PROBLEM STATEMENT — Render the data below as a Markdown table with the columns Row and Line, giving each non-blank line its own numbered row. Leave the pictures out of your answer.

※ ※ ※

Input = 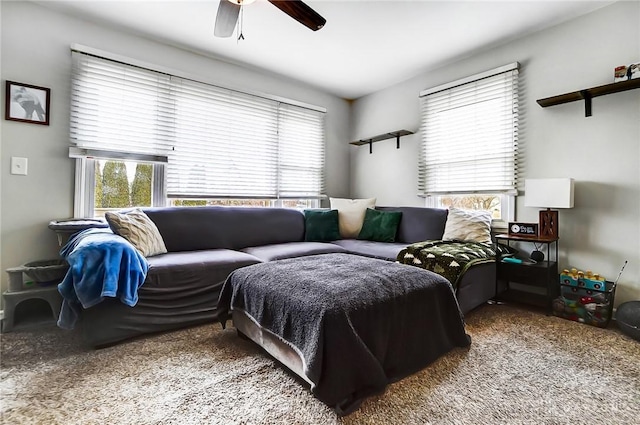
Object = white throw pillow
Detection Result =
[329,198,376,239]
[442,208,491,243]
[104,209,167,257]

※ ※ ※

PROBLEM SOLUTION —
| Row | Line |
|---|---|
| 1 | Input =  |
| 2 | Object = white throw pillow |
| 3 | Detection Result = |
| 4 | [329,198,376,239] |
| 5 | [442,208,491,243] |
| 6 | [104,209,167,257] |